## [Your task]
Extract the part of the entries below that opens with the line containing "[segment] framed photographic print" and closes with the line containing "POLYGON ((150 209, 97", both ends included. Repeat those lines exactly as they appear.

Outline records
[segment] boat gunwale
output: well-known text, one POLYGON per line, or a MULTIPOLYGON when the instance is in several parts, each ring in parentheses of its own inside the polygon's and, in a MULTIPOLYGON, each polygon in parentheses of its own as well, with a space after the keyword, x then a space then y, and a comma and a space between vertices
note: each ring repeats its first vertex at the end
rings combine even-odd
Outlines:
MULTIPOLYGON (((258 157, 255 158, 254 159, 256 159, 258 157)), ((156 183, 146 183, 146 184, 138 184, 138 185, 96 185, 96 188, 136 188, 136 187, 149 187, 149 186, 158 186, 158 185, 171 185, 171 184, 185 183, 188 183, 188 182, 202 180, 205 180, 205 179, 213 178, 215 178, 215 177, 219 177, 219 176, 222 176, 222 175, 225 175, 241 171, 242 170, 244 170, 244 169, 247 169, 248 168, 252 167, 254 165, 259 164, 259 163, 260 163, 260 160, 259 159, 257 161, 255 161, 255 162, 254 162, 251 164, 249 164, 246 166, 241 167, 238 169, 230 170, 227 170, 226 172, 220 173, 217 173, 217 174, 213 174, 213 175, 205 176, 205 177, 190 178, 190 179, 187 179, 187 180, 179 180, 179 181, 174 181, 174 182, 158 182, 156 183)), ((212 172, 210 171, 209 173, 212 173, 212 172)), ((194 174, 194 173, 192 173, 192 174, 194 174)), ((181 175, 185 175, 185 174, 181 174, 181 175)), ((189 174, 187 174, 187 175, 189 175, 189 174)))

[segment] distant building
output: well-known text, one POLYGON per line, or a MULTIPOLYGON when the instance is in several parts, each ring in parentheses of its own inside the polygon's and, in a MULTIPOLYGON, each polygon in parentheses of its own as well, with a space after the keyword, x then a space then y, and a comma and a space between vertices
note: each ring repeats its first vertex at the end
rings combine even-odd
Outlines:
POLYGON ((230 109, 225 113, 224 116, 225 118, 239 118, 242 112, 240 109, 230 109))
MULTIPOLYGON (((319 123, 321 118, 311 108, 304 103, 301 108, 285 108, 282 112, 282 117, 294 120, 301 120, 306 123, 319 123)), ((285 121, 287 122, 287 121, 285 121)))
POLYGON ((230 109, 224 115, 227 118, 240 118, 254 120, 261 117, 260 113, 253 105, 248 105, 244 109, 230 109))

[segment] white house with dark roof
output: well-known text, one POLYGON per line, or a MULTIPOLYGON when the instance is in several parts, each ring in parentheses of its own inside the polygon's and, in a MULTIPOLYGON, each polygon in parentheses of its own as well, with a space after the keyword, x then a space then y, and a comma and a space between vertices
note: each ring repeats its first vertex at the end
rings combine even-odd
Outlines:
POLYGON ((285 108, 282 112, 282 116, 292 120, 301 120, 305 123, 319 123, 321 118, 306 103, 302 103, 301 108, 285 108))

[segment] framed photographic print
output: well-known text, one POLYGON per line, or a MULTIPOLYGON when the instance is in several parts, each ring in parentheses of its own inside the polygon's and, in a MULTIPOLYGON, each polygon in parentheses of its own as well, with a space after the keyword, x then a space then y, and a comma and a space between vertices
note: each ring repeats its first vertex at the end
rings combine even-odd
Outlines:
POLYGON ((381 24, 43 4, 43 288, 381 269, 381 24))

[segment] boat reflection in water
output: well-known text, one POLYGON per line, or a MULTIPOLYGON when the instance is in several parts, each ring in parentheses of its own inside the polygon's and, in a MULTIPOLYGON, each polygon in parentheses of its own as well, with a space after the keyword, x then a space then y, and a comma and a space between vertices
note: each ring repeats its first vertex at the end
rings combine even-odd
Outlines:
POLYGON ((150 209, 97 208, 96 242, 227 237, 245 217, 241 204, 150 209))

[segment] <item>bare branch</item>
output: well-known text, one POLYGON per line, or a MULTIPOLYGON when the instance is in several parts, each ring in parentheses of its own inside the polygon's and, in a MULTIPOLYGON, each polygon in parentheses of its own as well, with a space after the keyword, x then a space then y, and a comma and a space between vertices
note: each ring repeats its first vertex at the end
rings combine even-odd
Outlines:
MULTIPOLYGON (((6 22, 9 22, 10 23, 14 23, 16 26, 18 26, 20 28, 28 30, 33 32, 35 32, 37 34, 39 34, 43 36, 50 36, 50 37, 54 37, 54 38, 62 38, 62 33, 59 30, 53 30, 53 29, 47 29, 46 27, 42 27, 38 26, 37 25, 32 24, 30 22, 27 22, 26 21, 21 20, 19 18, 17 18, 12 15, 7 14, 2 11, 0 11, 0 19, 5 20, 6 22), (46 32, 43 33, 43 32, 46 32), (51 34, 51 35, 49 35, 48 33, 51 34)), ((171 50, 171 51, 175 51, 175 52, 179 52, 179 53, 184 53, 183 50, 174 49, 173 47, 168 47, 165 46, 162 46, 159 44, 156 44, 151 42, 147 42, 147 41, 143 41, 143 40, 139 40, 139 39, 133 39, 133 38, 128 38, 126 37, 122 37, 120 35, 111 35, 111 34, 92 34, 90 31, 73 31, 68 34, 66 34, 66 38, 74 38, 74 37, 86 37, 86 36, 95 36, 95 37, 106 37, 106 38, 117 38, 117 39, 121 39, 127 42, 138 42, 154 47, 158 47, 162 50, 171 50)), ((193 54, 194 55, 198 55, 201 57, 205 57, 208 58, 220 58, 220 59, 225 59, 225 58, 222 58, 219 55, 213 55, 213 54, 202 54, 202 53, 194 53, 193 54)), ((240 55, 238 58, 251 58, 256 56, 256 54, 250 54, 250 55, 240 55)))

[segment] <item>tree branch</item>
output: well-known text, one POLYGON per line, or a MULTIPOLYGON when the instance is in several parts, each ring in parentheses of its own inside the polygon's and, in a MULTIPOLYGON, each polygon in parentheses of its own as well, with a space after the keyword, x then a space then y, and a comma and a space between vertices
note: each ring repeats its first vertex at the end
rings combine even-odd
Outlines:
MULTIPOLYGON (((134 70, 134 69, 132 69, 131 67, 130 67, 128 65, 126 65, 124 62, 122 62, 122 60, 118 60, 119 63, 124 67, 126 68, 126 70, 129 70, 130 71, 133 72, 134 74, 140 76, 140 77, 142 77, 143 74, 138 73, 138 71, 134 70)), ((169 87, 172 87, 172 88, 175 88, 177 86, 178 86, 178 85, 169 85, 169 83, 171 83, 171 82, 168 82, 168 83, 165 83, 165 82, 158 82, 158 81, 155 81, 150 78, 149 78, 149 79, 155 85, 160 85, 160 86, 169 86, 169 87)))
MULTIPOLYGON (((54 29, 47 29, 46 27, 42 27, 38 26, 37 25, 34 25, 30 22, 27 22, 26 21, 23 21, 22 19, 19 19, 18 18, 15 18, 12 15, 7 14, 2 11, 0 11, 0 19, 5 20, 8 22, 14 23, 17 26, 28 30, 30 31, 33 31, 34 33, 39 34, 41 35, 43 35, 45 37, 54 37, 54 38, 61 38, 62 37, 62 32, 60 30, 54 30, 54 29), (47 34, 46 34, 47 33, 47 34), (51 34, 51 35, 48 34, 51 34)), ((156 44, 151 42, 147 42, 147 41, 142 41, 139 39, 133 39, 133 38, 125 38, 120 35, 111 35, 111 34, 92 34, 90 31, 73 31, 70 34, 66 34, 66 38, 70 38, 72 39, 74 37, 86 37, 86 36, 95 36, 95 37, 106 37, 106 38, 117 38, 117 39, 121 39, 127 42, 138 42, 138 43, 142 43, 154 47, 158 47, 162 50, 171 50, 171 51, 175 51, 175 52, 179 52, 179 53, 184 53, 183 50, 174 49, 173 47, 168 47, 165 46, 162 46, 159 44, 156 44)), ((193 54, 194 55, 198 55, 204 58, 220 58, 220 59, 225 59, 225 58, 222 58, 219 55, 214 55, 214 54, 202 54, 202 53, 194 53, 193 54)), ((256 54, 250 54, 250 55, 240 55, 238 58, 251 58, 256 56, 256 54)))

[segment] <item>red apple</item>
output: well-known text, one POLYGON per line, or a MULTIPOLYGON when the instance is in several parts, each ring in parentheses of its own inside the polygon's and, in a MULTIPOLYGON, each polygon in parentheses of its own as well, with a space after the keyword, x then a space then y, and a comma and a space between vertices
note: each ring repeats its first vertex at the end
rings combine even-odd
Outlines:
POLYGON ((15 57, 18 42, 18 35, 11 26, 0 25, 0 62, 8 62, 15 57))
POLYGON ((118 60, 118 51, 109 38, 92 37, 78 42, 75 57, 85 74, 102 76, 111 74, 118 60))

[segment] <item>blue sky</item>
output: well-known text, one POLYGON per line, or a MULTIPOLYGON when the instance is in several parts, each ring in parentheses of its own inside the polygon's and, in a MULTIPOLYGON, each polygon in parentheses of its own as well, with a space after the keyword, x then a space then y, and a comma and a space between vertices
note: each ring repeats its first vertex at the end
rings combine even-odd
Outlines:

## [Right answer]
[segment] framed photographic print
output: well-known text, one POLYGON per line, or a MULTIPOLYGON when the instance is in several parts, each ring in parentheses of its own inside the polygon's and, in a MULTIPOLYGON, each polygon in parentheses of its own as well, with a space after the keyword, x then a space then y, and a comma and a space between vertices
note: each ring repeats its first vertex at the end
rings combine even-odd
Outlines:
POLYGON ((381 24, 43 4, 43 288, 381 269, 381 24))

[segment] boat reflection in water
output: well-known text, one POLYGON per line, or a MULTIPOLYGON when the instance is in several parts, each ring in parentheses of its own inside the polygon's and, in a MULTIPOLYGON, each polygon in parentheses of its own as well, with a space after the keyword, x then a space then y, and a comma and a space between vertices
note: each ring repeats its first vertex at the end
rings combine even-odd
Outlines:
POLYGON ((150 209, 97 208, 96 242, 227 237, 245 217, 241 204, 150 209))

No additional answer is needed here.